**TEXT PROVIDED**
§

Posted on 25 January 2021

On 12 October 2020, Julia Hoggett, the FCA's then Director of Market Oversight, delivered a speech on the FCA's approach to market abuse in a time of coronavirus at the City Financial Global event. She covered a number of themes, of which three are likely to be of particular interest, each dealt with separately below. Her speech appears to be an attempt to reset and clearly articulate the FCA's expectations for market abuse controls in these exceptional times.

  1. Primary markets and the control of inside information

Noting the resilience of UK wholesale markets during the pandemic, Hoggett emphasised "the fundamental need for institutions to ensure that they have appropriate controls over inside information and effective information barriers".

She mentioned the following as examples of where heightened attention may be required:

  • "Firms regularly reviewing how many people are permanent insiders in their organisation and whether they are necessary – including in firms' technology divisions."
  • "Given enhanced primary market activity and potentially indeed mergers and acquisition activity going forward, the importance of strong wall-crossing arrangements."
  • "Market participants ensuring that they have proper controls in place to recognise the point during transactional discussions with an issuer at which to restrict themselves from trading in relevant securities."

Unsurprisingly, Hoggett highlighted that "what constitutes inside information may change radically during the pandemic". She mentioned a number of examples including, "knowing an entire businesses' operations would have to shut or, indeed could open again; knowledge of whether a company had utilised the furlough scheme or any of the pandemic lending schemes". Firms and their advisers will need to be alert given the potential shift in consideration as to what constitutes inside information.

  1. Surveillance and new ways of working

Hoggett stated that "our expectation is that going forward, office and working from home arrangements should be equivalent – this is not a market for information that we wish to see be arbitraged."

All firms will be expected to have updated policies and procedures, refreshed relevant training and put in place rigorous oversight given the new environment, particularly around privately owned devices. Hoggett relied on the importance of having a culture that minimises the risk of poor conduct occurring in the first place, noting also that companies should remind staff of their first line of defence duties.

  1. Personal dealing

In light of increased personal dealing during the pandemic, Hoggett reiterated that "market abuse is not an offence that only applies to individuals working in the financial services industry. Everyone must comply with MAR and criminal law."

She noted the FCA's particular focus on "single stock events", that is "the potential that individuals within listed companies, or with access to information about listed companies – were inappropriately utilising that information to make a profit or avoid a loss in the relevant securities." Hoggett emphasised that the FCA is "exceptionally focused" on this type of event and that the FCA can "see activity down to the individual account level". It is plainly right that COVID increases the chances and the financial imperative for bad actors to commit misconduct. Again, firms will have to be alive to these increased risks.


The FCA has clearly set out its expectations with regard to a firm's control environment in this new world and, particularly, that office and working from home control arrangements should be equivalent. Further, with this speech, it has issued a warning to all individuals who trade in financial markets not to engage in market abuse as the FCA can "see activity down to the individual account level". Ensuring market integrity is one of the FCA's objectives. Maintaining clean markets, particularly at this time, is clearly a top priority for the FCA. Firms and individuals should heed these warning as it seems likely that further enforcement activity is on the horizon. Being prepared is essential in light of the issues and expectations raised by the regulator.

§

Revise the passage from the FCA speech article, starting at "She noted the" and ending at "these increased risks.", replacing "bad actors" with "wrongdoers". The listing that comes after this is separate material, unconnected to the text.

Stored data entries
§

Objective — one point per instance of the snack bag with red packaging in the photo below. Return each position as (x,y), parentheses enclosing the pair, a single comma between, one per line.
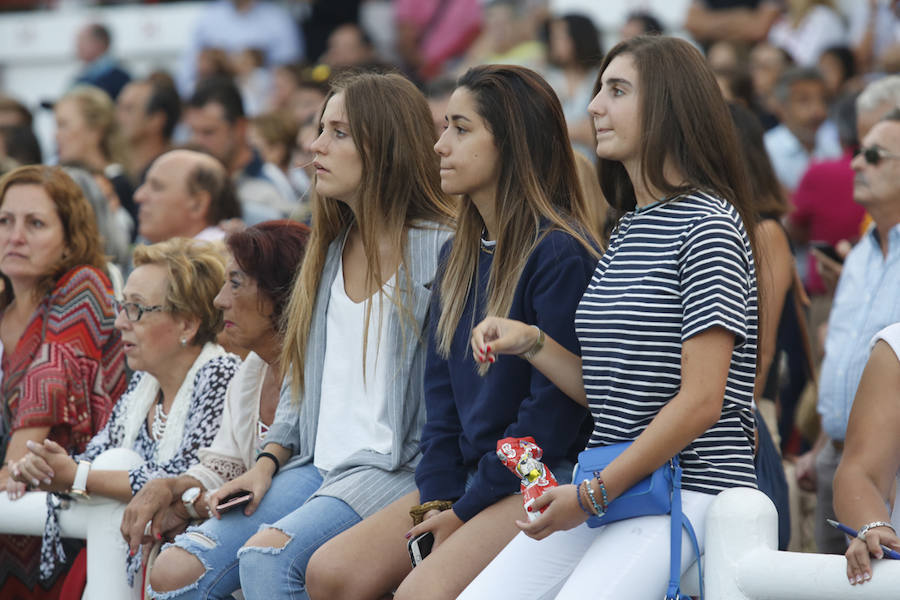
(522,457)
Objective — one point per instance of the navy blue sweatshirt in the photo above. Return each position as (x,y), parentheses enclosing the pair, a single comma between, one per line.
(467,413)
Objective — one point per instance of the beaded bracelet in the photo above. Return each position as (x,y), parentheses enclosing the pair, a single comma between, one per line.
(578,491)
(865,528)
(536,347)
(598,510)
(602,487)
(418,512)
(271,457)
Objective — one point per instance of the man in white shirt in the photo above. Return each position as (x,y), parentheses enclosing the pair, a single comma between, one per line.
(186,194)
(803,134)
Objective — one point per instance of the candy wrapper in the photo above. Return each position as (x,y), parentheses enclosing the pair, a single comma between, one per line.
(522,457)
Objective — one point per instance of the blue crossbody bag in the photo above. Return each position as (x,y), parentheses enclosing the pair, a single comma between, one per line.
(657,494)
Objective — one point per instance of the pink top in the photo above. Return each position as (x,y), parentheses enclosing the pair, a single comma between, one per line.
(824,204)
(449,35)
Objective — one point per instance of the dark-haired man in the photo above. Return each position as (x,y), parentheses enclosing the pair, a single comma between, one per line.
(100,69)
(865,301)
(219,126)
(803,134)
(147,115)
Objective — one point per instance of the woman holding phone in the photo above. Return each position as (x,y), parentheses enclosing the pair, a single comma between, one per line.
(259,272)
(667,329)
(345,436)
(523,248)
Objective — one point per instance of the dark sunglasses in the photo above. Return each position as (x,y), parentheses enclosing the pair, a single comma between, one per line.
(874,154)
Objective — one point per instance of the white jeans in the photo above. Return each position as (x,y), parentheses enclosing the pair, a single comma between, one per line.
(622,560)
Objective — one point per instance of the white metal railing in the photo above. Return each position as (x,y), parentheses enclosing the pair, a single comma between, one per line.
(96,520)
(742,561)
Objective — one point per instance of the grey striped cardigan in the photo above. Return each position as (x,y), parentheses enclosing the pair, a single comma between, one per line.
(367,480)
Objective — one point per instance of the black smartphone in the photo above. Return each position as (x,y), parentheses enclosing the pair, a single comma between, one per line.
(420,547)
(828,250)
(236,499)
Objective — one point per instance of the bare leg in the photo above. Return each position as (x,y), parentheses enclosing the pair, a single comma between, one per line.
(367,561)
(175,568)
(456,562)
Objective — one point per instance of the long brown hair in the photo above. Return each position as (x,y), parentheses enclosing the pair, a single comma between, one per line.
(766,192)
(82,237)
(537,190)
(684,119)
(392,129)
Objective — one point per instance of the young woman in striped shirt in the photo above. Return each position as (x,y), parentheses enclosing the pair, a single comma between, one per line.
(667,329)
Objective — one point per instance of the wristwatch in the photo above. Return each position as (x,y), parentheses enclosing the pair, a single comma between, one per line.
(188,498)
(79,484)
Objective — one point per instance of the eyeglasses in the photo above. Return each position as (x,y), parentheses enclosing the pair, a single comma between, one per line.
(134,311)
(874,154)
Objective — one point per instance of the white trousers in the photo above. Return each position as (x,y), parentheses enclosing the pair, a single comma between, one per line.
(622,560)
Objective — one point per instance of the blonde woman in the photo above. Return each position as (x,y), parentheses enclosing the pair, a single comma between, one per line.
(345,437)
(173,405)
(87,136)
(521,250)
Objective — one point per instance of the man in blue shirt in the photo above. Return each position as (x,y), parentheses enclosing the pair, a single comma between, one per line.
(804,133)
(866,300)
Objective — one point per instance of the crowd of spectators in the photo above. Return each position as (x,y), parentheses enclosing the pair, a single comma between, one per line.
(234,139)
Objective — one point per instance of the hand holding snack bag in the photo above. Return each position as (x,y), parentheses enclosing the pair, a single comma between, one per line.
(522,457)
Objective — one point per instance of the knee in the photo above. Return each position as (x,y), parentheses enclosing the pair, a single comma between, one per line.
(174,569)
(260,557)
(325,577)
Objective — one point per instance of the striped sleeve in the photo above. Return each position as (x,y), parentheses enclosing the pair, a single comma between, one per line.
(715,279)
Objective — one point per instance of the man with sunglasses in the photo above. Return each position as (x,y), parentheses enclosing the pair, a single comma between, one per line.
(866,300)
(186,194)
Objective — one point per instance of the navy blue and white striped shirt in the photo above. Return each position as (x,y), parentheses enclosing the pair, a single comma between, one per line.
(672,270)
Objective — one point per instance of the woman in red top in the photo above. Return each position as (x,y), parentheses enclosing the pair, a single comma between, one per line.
(63,367)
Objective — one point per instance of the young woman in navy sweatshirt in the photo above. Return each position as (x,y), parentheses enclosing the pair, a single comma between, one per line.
(523,249)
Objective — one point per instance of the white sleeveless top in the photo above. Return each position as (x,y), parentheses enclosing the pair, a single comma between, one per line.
(353,413)
(891,335)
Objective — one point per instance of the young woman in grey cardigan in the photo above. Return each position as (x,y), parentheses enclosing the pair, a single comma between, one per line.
(345,438)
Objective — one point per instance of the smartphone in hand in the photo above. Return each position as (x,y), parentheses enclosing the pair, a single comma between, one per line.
(828,250)
(420,546)
(230,501)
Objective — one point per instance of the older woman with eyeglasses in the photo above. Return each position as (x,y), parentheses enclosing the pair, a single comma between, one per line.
(173,405)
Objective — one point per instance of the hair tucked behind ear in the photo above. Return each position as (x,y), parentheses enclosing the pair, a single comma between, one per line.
(537,186)
(391,126)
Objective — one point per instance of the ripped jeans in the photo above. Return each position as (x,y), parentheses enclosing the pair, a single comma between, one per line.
(267,573)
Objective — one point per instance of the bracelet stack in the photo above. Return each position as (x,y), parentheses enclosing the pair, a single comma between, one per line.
(418,512)
(865,528)
(578,492)
(271,457)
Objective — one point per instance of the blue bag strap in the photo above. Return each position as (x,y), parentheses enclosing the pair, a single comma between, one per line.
(679,520)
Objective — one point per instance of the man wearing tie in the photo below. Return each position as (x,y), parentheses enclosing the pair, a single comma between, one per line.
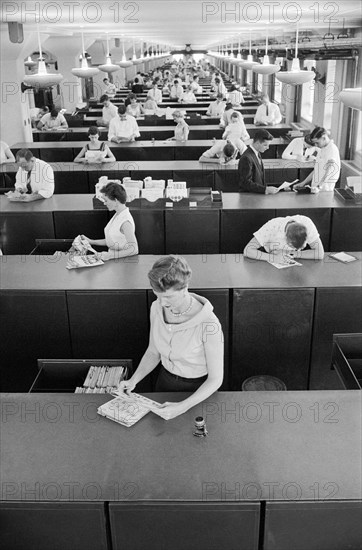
(267,114)
(34,179)
(251,169)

§

**SOLUTION**
She noted the FCA's particular focus on "single stock events", that is "the potential that individuals within listed companies, or with access to information about listed companies – were inappropriately utilising that information to make a profit or avoid a loss in the relevant securities." Hoggett emphasised that the FCA is "exceptionally focused" on this type of event and that the FCA can "see activity down to the individual account level". It is plainly right that COVID increases the chances and the financial imperative for wrongdoers to commit misconduct. Again, firms will have to be alive to these increased risks.